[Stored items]
[Start of section]

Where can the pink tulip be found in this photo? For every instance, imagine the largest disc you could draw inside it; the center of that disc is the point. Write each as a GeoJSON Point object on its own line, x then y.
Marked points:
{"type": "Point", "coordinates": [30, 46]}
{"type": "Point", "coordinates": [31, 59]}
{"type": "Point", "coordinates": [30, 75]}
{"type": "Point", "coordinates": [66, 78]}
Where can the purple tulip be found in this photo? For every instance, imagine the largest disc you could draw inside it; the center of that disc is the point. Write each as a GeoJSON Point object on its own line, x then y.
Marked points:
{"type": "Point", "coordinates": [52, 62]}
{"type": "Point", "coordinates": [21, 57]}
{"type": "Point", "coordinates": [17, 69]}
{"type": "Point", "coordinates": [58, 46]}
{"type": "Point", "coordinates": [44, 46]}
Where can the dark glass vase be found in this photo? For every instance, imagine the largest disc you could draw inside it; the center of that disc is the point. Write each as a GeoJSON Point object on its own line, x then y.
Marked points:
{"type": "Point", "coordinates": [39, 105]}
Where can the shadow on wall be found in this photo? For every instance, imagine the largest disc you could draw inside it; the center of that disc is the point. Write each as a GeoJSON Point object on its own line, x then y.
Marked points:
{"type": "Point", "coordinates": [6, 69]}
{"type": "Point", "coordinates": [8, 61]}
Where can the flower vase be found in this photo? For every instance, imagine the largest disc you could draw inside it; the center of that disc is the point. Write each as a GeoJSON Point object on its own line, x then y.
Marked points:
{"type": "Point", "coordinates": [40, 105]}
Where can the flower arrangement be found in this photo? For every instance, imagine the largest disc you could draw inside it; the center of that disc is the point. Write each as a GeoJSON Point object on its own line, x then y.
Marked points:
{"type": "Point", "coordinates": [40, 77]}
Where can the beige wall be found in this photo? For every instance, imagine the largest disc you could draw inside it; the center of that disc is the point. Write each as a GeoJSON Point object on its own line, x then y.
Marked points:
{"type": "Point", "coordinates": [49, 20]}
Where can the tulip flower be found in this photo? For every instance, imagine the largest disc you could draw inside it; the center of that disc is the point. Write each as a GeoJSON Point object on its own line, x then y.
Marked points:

[End of section]

§ WHAT IS REQUIRED
Each record above should be set down again in its exact wording.

§ PROBLEM SOLUTION
Where can the pink tulip be found in this photo? For every instance, imagine the largest disc you could draw inside it; the center of that disc is the point. Write each as a GeoJSON Point object on its own line, x then y.
Marked points:
{"type": "Point", "coordinates": [30, 46]}
{"type": "Point", "coordinates": [31, 59]}
{"type": "Point", "coordinates": [30, 75]}
{"type": "Point", "coordinates": [66, 78]}
Where can the purple tulip be found in this photo? For every instance, imagine the largest disc you could draw inside it; the center of that disc is the point. Write each as a GeoJSON Point object on its own line, x then y.
Marked points:
{"type": "Point", "coordinates": [52, 62]}
{"type": "Point", "coordinates": [21, 57]}
{"type": "Point", "coordinates": [17, 69]}
{"type": "Point", "coordinates": [58, 46]}
{"type": "Point", "coordinates": [44, 46]}
Where can the dark glass vase be found in this photo? For every instance, imagine the largest disc you could draw inside it; the center of that disc is the point. Write each as a GeoJSON Point object on its own line, x then y.
Marked points:
{"type": "Point", "coordinates": [39, 105]}
Where can the shadow on wall be found in this photo? For every instance, imagine the largest disc you could draw inside it; the center of that disc is the point. Write each as a GeoJSON Point object on its own line, x then y.
Marked points:
{"type": "Point", "coordinates": [6, 69]}
{"type": "Point", "coordinates": [8, 61]}
Where can the flower vase be found in this photo? For every instance, imagine the largest disc you could draw inside it; the center of that disc is the point. Write each as a GeoJSON Point object on its own line, x then y.
Marked points:
{"type": "Point", "coordinates": [40, 105]}
Where can the flower arrangement be found in this photo? For every instance, imagine the largest disc you could draw inside it; the center of that disc is the point. Write each as a GeoJSON Point object on its own line, x then y.
Marked points:
{"type": "Point", "coordinates": [40, 77]}
Where can the beige wall be found in this photo? For every instance, imagine the largest disc you could draw inside it; the center of that disc is the point. Write each as a GeoJSON Point object on its own line, x then y.
Marked points:
{"type": "Point", "coordinates": [49, 20]}
Where can the tulip flower be found in this photo? For every instance, imagine the largest disc you could draw inside it; the center of that disc is the point. Write each as a GeoJSON Point object on its own line, x then y.
Marked points:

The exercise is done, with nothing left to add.